When I was younger, I had a dream. It wasn’t my only dream—I had plenty of career goals, financial aspirations, romantic daydreams. But one of the things I deeply wanted was this: to be at least one child’s “person.”
There have been kids I have had a special relationship with all my life. Babies who sat near me in church, much younger cousins, etc. With all of them, I held them, changed their diapers, played endlessly. However, when the chips were down, those babies always wanted their person.
Maybe the person was a mom or dad, maybe it was a grandparent. In any situation, it was the person who was their emotional support. Their main caregiver. The person they trusted above all others. No matter how much they liked me, when those kids smashed a finger or got startled, they shoved me out of the way as they ran to their person.
When my nieces came on the scene, I got really close to achieving my goal. With both of them, I developed a bond that was a unique mix of big sister and part-time parent. I became sort of a stand-in person for them. They ran to me above all others . . . unless their parents were there. Then it went back to the same old story. Because, no matter how much they loved me, I still wasn’t my nieces’ person.
Then, finally, my son was born. From the first moment, the bond between us was unbreakable. I was his person. Yes, he loves his Dada, and my husband has always done an outstanding job loving him and caring for his needs. But for those first few months, Mama was his lifeline. I nursed him, I rocked him, I bathed him, I dressed him, I soothed him. When he would cry, people would hand him back to me. Because I knew what to do, and he trusted me. Because I am his person.
And then, I realized something. Being a child’s person is exhausting. Because here’s the thing about being my child’s person. I am his emotional support. I am his main caregiver. I am the person he trusts above all others.
Sometimes I just want that extra hour of sleep instead of worrying about another feeding. Sometimes I want my son to let someone else console him when he bumps his head or gets scared. Sometimes I feel like I don’t physically or emotionally have one more ounce to give to another human being—even this child who is indelibly stamped on my heart.
The implications of being my son’s person hit me hard last fall when he was hospitalized with RSV. What started as a mild sickness quickly escalated to life-threatening levels, resulting in my 14-month-old baby being put on a ventilator and spending nearly two weeks in PICU.

_WORK ITEM 1_.
In one to three sentences, explain why the writer of the essay about being a child's "person" finds that role exhausting, using the reason the essay itself gives.
_WORK ITEM 2_.
Carry the essay about being a child's "person" forward from its final sentence, in the same voice.

_DATASET SECTION_.
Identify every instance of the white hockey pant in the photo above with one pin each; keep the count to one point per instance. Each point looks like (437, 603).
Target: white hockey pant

_FINAL ANSWER 1_.
Being her son's person means she is his emotional support, his main caregiver, and the one he trusts above all others. That leaves her wanting extra sleep and wishing someone else could console him. Sometimes she feels she has nothing left to give to another human being.

_FINAL ANSWER 2_.
This was the most frightening and exhausting time of my life. My husband and I weren’t even allowed to leave the hospital together because they asked that one of us stay around in case “fast decisions needed to be made.” Even though my son was surrounded by a caring, capable medical team, I couldn’t rest because every alarm, every automated beep from the machines, every cough or wheeze from my son brought me racing to his bedside.
During this time, my son needed his person more than ever. I spent so much time by his crib holding his hand that he began to reach through the bars anytime he was agitated or frightened. I would decide that he was settled enough for me to sit down with a book or a snack, but, within moments, that tiny hand would reach through the bars again, waiting for me to hold it.
And you know what? No matter how hungry, how sleepy, how physically exhausted I was, I walked back to that crib and took his hand. Because I’m his person.
I am his emotional support. I am his main caregiver. I am the person he trusts above all others. And . . . I realize how blessed I am to be needed. To be wanted. To have that level of trust with my child.
The day will come when my son will expand his tiny circle of trust outward. It won’t just include Mama and Dada. There will be grandparents, aunts and uncles, and cousins. Then there will be best friends. Favorite teachers. A girlfriend. A wife.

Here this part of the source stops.